**WHAT IS BEING ASKED**
The response should consist of every record, reproduced exactly.
■ ■ ■ ■ ■ ■ ■
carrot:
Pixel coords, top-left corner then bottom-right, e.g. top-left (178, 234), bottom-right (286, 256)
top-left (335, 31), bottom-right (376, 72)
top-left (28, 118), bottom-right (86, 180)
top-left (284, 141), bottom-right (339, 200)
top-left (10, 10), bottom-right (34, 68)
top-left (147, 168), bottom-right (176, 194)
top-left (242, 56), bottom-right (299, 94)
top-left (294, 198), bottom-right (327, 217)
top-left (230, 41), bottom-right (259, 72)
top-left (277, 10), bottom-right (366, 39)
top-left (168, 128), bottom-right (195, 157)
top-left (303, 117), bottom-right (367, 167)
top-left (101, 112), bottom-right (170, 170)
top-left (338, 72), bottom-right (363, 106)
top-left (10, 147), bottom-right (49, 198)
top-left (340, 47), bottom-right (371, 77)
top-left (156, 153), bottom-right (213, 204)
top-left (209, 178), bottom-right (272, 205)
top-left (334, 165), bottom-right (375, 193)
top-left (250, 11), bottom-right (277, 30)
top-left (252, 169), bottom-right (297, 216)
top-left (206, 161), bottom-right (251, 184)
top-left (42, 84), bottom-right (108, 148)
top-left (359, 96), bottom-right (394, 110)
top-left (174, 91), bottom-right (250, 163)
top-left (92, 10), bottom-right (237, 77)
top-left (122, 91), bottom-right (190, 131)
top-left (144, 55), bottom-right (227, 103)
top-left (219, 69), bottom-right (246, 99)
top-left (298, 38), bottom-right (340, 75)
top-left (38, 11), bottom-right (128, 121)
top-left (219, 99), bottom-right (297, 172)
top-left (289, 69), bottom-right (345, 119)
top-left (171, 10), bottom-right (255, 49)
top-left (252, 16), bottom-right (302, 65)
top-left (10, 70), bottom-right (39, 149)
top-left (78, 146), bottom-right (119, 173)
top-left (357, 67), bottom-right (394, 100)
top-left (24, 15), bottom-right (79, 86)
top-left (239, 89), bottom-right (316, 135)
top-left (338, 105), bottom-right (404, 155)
■ ■ ■ ■ ■ ■ ■
**REPLY TO THE TASK**
carrot:
Pixel coords, top-left corner then bottom-right, e.g. top-left (178, 234), bottom-right (286, 256)
top-left (335, 31), bottom-right (376, 72)
top-left (28, 118), bottom-right (86, 180)
top-left (284, 141), bottom-right (339, 200)
top-left (10, 10), bottom-right (34, 68)
top-left (147, 168), bottom-right (176, 194)
top-left (242, 56), bottom-right (299, 94)
top-left (294, 198), bottom-right (327, 217)
top-left (230, 41), bottom-right (259, 72)
top-left (277, 10), bottom-right (366, 39)
top-left (168, 128), bottom-right (195, 157)
top-left (303, 117), bottom-right (367, 167)
top-left (101, 112), bottom-right (170, 170)
top-left (338, 72), bottom-right (363, 106)
top-left (10, 147), bottom-right (49, 198)
top-left (340, 47), bottom-right (371, 77)
top-left (156, 153), bottom-right (213, 204)
top-left (209, 178), bottom-right (272, 205)
top-left (334, 165), bottom-right (375, 193)
top-left (250, 11), bottom-right (277, 30)
top-left (252, 169), bottom-right (297, 216)
top-left (206, 161), bottom-right (251, 184)
top-left (42, 84), bottom-right (108, 148)
top-left (359, 96), bottom-right (394, 110)
top-left (174, 91), bottom-right (250, 163)
top-left (92, 10), bottom-right (237, 77)
top-left (122, 91), bottom-right (190, 131)
top-left (144, 55), bottom-right (227, 103)
top-left (219, 69), bottom-right (246, 99)
top-left (298, 38), bottom-right (340, 75)
top-left (38, 11), bottom-right (128, 121)
top-left (219, 99), bottom-right (297, 172)
top-left (289, 69), bottom-right (345, 119)
top-left (171, 10), bottom-right (255, 49)
top-left (252, 16), bottom-right (302, 65)
top-left (10, 70), bottom-right (39, 149)
top-left (78, 146), bottom-right (119, 173)
top-left (357, 67), bottom-right (394, 100)
top-left (24, 15), bottom-right (79, 86)
top-left (239, 89), bottom-right (316, 135)
top-left (338, 105), bottom-right (404, 155)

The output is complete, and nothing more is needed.